Reproduce word for word the lines of the records below, starting with the line that contains "Objective: for every instance of the pointed" and running through the end of the records, both ends included.

++++++++++

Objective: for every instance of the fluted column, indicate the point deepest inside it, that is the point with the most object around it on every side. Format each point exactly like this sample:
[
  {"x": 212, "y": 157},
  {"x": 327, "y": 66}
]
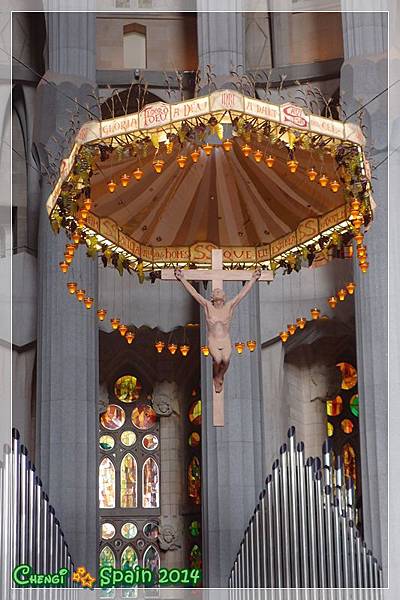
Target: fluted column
[
  {"x": 364, "y": 74},
  {"x": 67, "y": 356}
]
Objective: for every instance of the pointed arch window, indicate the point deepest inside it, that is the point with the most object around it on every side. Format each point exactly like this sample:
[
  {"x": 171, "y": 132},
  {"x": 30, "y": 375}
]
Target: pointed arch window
[
  {"x": 128, "y": 481},
  {"x": 151, "y": 484}
]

++++++++++

Full response>
Objective: for every instance of the pointed arch window, indicate the point deepest inside it, that is the point with the most object around it on every side. Format each point exactly like this sample:
[
  {"x": 171, "y": 132},
  {"x": 30, "y": 375}
]
Target: pointed arch window
[
  {"x": 128, "y": 481},
  {"x": 151, "y": 484}
]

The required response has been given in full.